What you have to do ▸ Drop every picture. Return the rest of the entries exactly.

[Stored records]

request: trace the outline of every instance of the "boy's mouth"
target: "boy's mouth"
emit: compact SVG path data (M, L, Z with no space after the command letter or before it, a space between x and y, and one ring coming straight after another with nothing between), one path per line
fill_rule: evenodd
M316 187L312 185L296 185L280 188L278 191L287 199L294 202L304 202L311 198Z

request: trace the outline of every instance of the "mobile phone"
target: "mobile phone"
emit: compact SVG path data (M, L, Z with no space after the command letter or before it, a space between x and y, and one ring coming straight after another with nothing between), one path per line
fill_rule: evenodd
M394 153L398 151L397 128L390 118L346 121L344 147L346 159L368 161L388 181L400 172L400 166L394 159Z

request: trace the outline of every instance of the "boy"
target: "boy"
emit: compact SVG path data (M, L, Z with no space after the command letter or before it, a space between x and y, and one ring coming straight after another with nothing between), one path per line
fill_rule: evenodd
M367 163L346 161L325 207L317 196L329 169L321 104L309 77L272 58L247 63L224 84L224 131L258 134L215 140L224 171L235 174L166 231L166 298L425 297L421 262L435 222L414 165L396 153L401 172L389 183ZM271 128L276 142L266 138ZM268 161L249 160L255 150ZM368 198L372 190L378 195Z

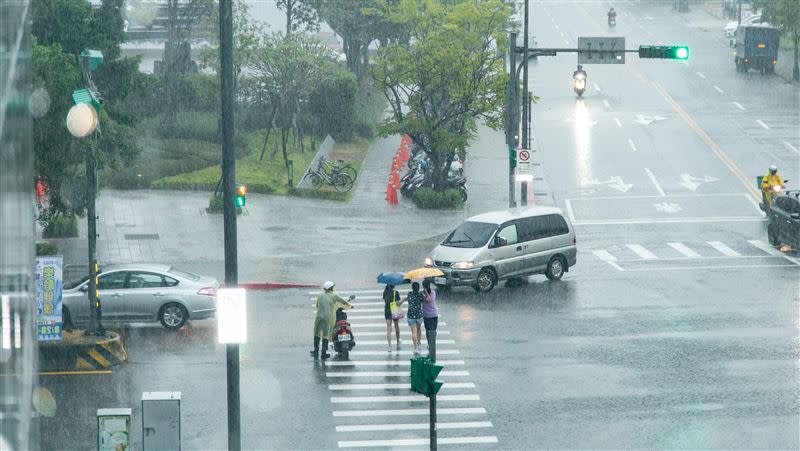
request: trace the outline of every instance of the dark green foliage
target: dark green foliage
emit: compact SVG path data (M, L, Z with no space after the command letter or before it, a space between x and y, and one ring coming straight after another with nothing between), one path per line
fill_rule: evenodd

Exercise result ▸
request: trace the outline of every instance of the "boy's mouth"
target: "boy's mouth"
emit: compact SVG path data (M, L, Z with no space after the command letter or before it, a space between x and y, and one ring coming straight after another with nothing between), one path per line
fill_rule: evenodd
M316 187L312 185L296 185L280 188L278 191L287 199L294 202L304 202L311 198Z

request: trace the outline of every instance of the "mobile phone"
target: "mobile phone"
emit: compact SVG path data (M, L, Z with no space after the command letter or before it, a space between x and y, and one ring coming straight after another with nothing between), one path per line
fill_rule: evenodd
M394 153L398 151L397 128L390 118L346 121L344 147L346 159L368 161L388 181L400 172L400 166L394 159Z

request: trace the outline of every instance of the "boy"
target: "boy"
emit: compact SVG path data (M, L, Z with no space after the command letter or before it, a space between x and y, and one ring coming straight after another with nothing between), one path per line
fill_rule: evenodd
M367 163L346 161L325 207L317 196L329 169L321 104L309 77L272 58L247 63L224 84L224 131L258 134L215 140L224 171L235 174L166 231L166 298L425 297L421 262L435 222L414 165L396 153L401 172L389 183ZM271 128L276 142L266 138ZM268 161L249 160L255 150ZM368 198L372 190L378 195Z

request: trace the outline of every instance of the dark green foliage
target: dark green foliage
emit: compact SVG path data (M, L, Z with no space after the command letter or before it, a space between x and y, and one ring coming straight after another with nothing between), one path per line
fill_rule: evenodd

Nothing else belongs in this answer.